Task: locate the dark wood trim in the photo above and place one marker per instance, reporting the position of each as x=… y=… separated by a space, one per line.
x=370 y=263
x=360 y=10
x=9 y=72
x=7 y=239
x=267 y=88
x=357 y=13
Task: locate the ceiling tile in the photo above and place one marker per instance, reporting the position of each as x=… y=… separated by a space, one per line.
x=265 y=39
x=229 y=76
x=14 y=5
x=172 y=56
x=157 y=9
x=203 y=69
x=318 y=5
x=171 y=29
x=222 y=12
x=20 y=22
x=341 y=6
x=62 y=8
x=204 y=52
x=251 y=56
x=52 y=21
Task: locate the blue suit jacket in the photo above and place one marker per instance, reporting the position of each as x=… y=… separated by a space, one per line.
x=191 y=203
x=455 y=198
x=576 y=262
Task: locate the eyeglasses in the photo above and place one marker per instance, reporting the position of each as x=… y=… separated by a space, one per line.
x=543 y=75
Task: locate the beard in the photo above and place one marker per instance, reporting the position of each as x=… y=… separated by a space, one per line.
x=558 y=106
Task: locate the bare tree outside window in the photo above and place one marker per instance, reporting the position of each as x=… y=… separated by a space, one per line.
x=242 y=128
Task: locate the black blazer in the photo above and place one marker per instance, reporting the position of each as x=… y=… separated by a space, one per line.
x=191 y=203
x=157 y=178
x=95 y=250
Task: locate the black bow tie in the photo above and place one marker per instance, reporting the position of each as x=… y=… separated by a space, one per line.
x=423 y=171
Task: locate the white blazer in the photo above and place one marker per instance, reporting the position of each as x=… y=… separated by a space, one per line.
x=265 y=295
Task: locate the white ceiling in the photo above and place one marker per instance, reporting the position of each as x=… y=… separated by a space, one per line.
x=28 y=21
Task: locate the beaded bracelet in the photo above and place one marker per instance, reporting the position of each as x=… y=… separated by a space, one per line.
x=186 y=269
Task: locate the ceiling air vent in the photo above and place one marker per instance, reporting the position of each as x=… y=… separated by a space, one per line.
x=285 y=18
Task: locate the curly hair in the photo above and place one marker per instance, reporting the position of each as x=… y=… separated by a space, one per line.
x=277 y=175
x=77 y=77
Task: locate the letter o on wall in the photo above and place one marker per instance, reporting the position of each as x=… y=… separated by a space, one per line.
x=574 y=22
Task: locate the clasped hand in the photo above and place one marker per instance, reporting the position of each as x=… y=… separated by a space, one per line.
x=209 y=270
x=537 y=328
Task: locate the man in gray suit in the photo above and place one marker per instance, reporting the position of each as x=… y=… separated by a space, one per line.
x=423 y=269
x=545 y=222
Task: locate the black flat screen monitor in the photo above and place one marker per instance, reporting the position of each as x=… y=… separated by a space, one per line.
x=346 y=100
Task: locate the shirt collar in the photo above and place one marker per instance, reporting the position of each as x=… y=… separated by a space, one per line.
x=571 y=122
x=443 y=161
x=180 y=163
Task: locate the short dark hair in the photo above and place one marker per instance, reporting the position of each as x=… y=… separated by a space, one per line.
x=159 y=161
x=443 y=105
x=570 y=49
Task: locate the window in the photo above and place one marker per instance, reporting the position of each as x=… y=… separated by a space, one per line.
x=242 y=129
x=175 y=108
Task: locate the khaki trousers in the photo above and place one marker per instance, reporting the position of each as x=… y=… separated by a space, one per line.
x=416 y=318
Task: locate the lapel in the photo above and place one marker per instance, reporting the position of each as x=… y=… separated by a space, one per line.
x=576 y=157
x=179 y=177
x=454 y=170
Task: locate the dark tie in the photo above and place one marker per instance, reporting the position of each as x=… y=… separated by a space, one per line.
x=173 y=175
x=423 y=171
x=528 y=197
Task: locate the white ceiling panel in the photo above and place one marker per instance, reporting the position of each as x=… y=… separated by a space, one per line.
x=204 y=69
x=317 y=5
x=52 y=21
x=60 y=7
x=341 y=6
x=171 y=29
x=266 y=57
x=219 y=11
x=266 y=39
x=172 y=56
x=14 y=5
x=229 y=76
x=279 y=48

**Work item**:
Take the records above and write each one out again exactly.

**Problem solution**:
Task: locate the dark wood trim in the photo above and place one marker per instance, reporting the position of each as x=… y=… separated by a space, one per line.
x=370 y=263
x=360 y=10
x=9 y=72
x=7 y=239
x=267 y=88
x=357 y=13
Task: locate the ceiling tile in the photo above and place one marker per instance, reporting the position of each as x=… y=… separated by a space, one per line.
x=265 y=39
x=229 y=76
x=14 y=5
x=172 y=56
x=157 y=9
x=203 y=69
x=318 y=5
x=171 y=29
x=222 y=12
x=20 y=22
x=341 y=6
x=62 y=8
x=204 y=52
x=251 y=56
x=52 y=21
Task: locate the blue suit jacket in the photo above and place one marker per instance, reporting the position of each as x=… y=… separated by a space, one per line.
x=191 y=203
x=455 y=198
x=576 y=262
Task: locate the eyeglasses in the photo above and place one marker per instance, reporting the position of each as x=… y=… separated by a space, one per line.
x=543 y=75
Task: locate the beard in the photo above and place one marker per instance, reporting the position of each as x=… y=… separated by a space, one per line.
x=558 y=106
Task: locate the bare tree outside window in the photo above and place one marker per instance, reporting the position of each as x=… y=… separated by a space, one per line.
x=242 y=128
Task: locate the black blazer in the photo above and place one marker per instance, reporting the position of each as x=… y=… separated by a space, one per line.
x=191 y=203
x=157 y=178
x=95 y=250
Task: locate the black bow tie in the photo above and place one marker per instance, reporting the position of each as x=… y=… separated by a space, one per line.
x=423 y=171
Task: locate the white blazer in the photo above and place one marker per instance, reporting the position of each as x=… y=… separated by a space, one per line.
x=265 y=295
Task: locate the white ceiling in the photo above and place one marker per instance, reporting the position of each as x=… y=… separated by a space, one per line.
x=28 y=21
Task: locate the beaded bracelet in the photo above and place one marker per instance, reporting the position of each as x=… y=… separated by a space, one per line.
x=186 y=269
Task: locate the ceiling air vent in the photo above and place one marker per instance, reporting the position of each as x=… y=… separated by a space, one per line.
x=285 y=18
Task: locate the curly hair in the photo above and place one marker per instance, reporting the position of each as x=… y=… separated by a space, one per line.
x=277 y=175
x=77 y=77
Task: locate the letter o on wall in the photo above and place one marker per instance, reporting the position of each as x=… y=… separated by a space, one per line.
x=574 y=22
Task: locate the clasped hand in the photo above and place one marker per instance, reporting the position of each as x=… y=… separated by a space, one per line.
x=209 y=270
x=537 y=328
Task: locate the man in gray suit in the photo above and place one marker per instance, reporting the position of each as x=… y=… separated by a space, one per line.
x=423 y=269
x=545 y=222
Task: locate the black flat screen monitor in the photo above and place one marker per instance, reporting the position of each as x=… y=… separated by a space, one per line.
x=346 y=100
Task: locate the shirt collar in the photo above and place one marker per instance, reporting the position of each as x=… y=… separated by a space, one per line.
x=571 y=122
x=443 y=161
x=180 y=163
Task: locate the short dark hair in the photo above and place one marker per instance, reporting the position of each as x=… y=… separated by a space, one per line.
x=159 y=161
x=443 y=105
x=570 y=49
Task: locate the window in the photo above and place one marker per instance, reporting the position of each as x=… y=… separated by a space, one per line.
x=242 y=129
x=175 y=108
Task: locate the khaki trousers in the photo above and place one marker per instance, reporting the position of each as x=… y=… separated by a space, one per line.
x=416 y=318
Task: locate the lapel in the photo above and place one marker per instance, reporting the position of each as x=… y=… separated by a space, one per line.
x=576 y=157
x=179 y=177
x=454 y=170
Task: locate the dark tie in the photo above and place one marker per instance, reporting the position of each as x=… y=… separated by a space, one per line.
x=173 y=175
x=423 y=171
x=528 y=197
Task: locate the white ceiling panel in the photo above and place one marker per instance, reporting the position of each as x=… y=… separated by a space, one per line.
x=204 y=69
x=317 y=5
x=52 y=21
x=60 y=7
x=341 y=6
x=171 y=29
x=266 y=57
x=219 y=11
x=266 y=39
x=172 y=56
x=14 y=5
x=229 y=76
x=279 y=48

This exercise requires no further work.